--- START OF THE RECORDS ---
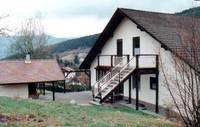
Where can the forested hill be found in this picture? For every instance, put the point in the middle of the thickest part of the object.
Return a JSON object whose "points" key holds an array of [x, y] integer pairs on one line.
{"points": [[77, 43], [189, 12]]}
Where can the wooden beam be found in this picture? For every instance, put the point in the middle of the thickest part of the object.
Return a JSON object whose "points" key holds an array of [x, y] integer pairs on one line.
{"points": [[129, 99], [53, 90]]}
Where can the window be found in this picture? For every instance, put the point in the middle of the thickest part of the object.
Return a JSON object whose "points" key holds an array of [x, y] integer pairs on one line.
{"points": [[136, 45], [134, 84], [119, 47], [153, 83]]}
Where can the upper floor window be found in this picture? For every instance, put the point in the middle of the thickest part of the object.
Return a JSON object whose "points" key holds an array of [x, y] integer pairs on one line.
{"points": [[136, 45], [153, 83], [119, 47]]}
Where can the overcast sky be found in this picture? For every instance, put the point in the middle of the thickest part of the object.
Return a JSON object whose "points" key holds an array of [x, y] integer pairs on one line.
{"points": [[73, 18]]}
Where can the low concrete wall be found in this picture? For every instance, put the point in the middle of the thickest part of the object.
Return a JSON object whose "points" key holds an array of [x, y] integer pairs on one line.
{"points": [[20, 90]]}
--- END OF THE RECORDS ---
--- START OF THE RECORDS ---
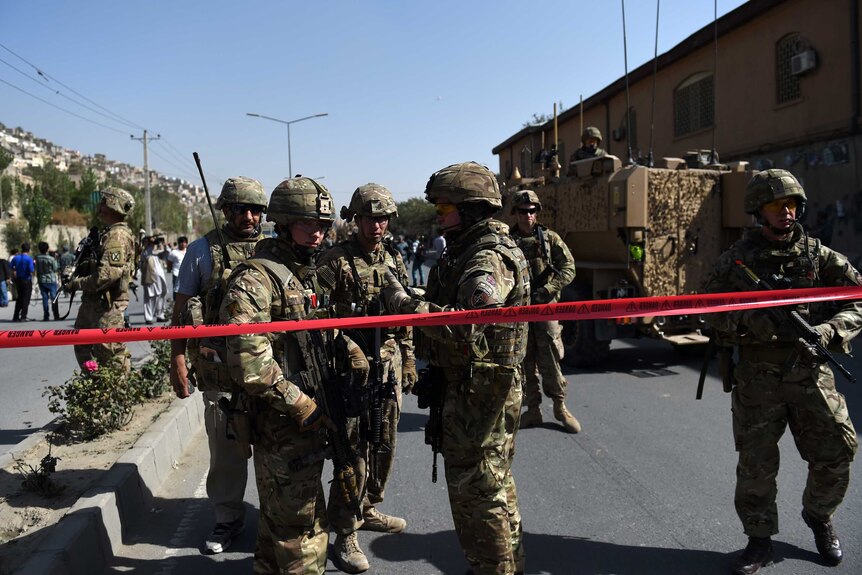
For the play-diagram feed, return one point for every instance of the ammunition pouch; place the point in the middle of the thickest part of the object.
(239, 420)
--- END OF THE RECORDS ---
### EXERCISE AIM
Gather every line above that contains the word "picture". Case counts, so uppercase and lowercase letters must match.

### EXPECTED OUTPUT
Where can the forested hill be found in this picture? For every instance, put the point in the middle of the thickest part of the object.
Where can the wooden beam be found in this picture? For every instance, put the point in the middle of the thickest part of the object.
Where can the window be found in this picture? For every instance, put the point in the middle of the thickest part of the object.
Where can the upper floor window be found in this picture? For every instance, put the point in the middle of the thickest part of the object.
Where can the overcast sky be found in this picture? For every instance, put the point in the middle of the thickest part of the object.
Where can the low concrete wall be found in this picture? For every instance, put the point in the middle of the thickest part of the object.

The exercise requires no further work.